§ SELECTED EXTRACT
-.-.-
Brett M. Pinkus Partner, Wick, Phillips, Gould & Martin, LLP


​SPRING 2023


The public seems to have a fundamental misunderstanding about the true extent of “freedom of speech” under the First Amendment. Who can or cannot restrict free speech? What type of speech can be restricted? And how does this apply to speech restrictions on social media platforms which have become so prevalent?

Lawsuits alleging free speech violations against social media companies are routinely dismissed. The primary grounds for these dismissals are that social media companies are not state actors and their platforms are not public forums, and therefore they are not subject to the free speech protections of the First Amendment. Consequently, those who post on social media platforms do not have the right to free speech on these social media platforms. This article will attempt to explain the relationship between social media and free speech so that we can understand why.

Who Can Restrict Free Speech - State v. Private Actors The overarching principle of free speech under the First Amendment is that its reach is limited to protections against restrictions on speech made by the government.¹ The text of the First Amendment itself only prevents Congress (i.e., U.S. Congress) from making laws that restrict the freedom of speech. This protection is extended to the states, and to local governments, through the State Action Doctrine and the Due Process Clause of the Fourteenth Amendment.²However, under the State Action Doctrine, First Amendment restrictions traditionally do not extend to private parties, such as individuals or private companies.³ In other words, a private person or private company (such as a social media company) cannot violate your constitutional free speech rights, only the government can do so. That is, unless the private party attempting to restrict speech qualifies for one of the three exceptions to the State Action Doctrine.
-.-.-
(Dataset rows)
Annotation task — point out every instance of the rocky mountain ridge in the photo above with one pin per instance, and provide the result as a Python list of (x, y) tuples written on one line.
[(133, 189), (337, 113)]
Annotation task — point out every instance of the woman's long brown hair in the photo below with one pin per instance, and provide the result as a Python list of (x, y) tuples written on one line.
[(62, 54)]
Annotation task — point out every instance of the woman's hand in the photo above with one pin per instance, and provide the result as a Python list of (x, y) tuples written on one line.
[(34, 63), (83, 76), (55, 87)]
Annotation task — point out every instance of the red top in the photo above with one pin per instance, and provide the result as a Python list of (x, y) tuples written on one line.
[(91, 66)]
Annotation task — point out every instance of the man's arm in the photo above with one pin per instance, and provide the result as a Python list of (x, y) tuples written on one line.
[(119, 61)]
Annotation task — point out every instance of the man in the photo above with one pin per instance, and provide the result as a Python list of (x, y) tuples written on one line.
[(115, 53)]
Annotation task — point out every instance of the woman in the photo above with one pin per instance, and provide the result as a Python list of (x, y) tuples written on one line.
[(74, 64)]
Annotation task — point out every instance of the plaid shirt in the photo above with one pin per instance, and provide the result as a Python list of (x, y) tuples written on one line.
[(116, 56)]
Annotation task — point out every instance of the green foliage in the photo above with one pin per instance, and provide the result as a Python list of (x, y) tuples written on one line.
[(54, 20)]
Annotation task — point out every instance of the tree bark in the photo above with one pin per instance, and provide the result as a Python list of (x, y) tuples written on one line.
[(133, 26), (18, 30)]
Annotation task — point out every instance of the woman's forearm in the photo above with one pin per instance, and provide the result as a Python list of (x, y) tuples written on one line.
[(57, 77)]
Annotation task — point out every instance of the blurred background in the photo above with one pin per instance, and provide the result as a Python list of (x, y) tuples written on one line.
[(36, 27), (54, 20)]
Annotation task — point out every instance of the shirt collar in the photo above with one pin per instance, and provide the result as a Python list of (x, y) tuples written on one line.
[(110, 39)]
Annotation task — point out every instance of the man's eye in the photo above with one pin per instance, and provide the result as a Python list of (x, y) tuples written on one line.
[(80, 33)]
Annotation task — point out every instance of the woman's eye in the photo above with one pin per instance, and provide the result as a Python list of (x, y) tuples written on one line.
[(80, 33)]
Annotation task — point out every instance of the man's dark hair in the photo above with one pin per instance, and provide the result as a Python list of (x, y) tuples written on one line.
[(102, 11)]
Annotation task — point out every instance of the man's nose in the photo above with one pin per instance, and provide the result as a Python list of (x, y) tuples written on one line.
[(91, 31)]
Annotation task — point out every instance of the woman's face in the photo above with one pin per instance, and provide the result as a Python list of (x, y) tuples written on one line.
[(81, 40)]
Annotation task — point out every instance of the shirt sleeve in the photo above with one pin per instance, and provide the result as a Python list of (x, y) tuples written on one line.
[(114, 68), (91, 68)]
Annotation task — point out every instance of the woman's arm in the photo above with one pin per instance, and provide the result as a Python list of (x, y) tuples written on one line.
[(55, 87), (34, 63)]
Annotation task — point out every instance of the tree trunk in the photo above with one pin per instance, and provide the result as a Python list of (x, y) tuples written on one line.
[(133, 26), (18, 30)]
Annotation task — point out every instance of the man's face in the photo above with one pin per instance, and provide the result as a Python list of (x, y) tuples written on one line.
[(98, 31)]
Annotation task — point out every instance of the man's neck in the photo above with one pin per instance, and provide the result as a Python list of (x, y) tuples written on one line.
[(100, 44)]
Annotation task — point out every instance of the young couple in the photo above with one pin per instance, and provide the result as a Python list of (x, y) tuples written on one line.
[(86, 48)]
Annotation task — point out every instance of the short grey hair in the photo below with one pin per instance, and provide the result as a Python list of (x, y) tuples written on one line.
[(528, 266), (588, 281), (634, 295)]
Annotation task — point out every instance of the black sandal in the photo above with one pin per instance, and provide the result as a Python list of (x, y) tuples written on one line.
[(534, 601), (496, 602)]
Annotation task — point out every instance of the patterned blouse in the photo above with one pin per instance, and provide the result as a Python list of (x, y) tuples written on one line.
-.-.-
§ PROBLEM TO WORK ON
Print the entire article excerpt on free speech and social media word for word, including its byline and date line. The listing is not needed here.

§ SOLUTION TO THIS TASK
Brett M. Pinkus Partner, Wick, Phillips, Gould & Martin, LLP


​SPRING 2023


The public seems to have a fundamental misunderstanding about the true extent of “freedom of speech” under the First Amendment. Who can or cannot restrict free speech? What type of speech can be restricted? And how does this apply to speech restrictions on social media platforms which have become so prevalent?

Lawsuits alleging free speech violations against social media companies are routinely dismissed. The primary grounds for these dismissals are that social media companies are not state actors and their platforms are not public forums, and therefore they are not subject to the free speech protections of the First Amendment. Consequently, those who post on social media platforms do not have the right to free speech on these social media platforms. This article will attempt to explain the relationship between social media and free speech so that we can understand why.

Who Can Restrict Free Speech - State v. Private Actors The overarching principle of free speech under the First Amendment is that its reach is limited to protections against restrictions on speech made by the government.¹ The text of the First Amendment itself only prevents Congress (i.e., U.S. Congress) from making laws that restrict the freedom of speech. This protection is extended to the states, and to local governments, through the State Action Doctrine and the Due Process Clause of the Fourteenth Amendment.²However, under the State Action Doctrine, First Amendment restrictions traditionally do not extend to private parties, such as individuals or private companies.³ In other words, a private person or private company (such as a social media company) cannot violate your constitutional free speech rights, only the government can do so. That is, unless the private party attempting to restrict speech qualifies for one of the three exceptions to the State Action Doctrine.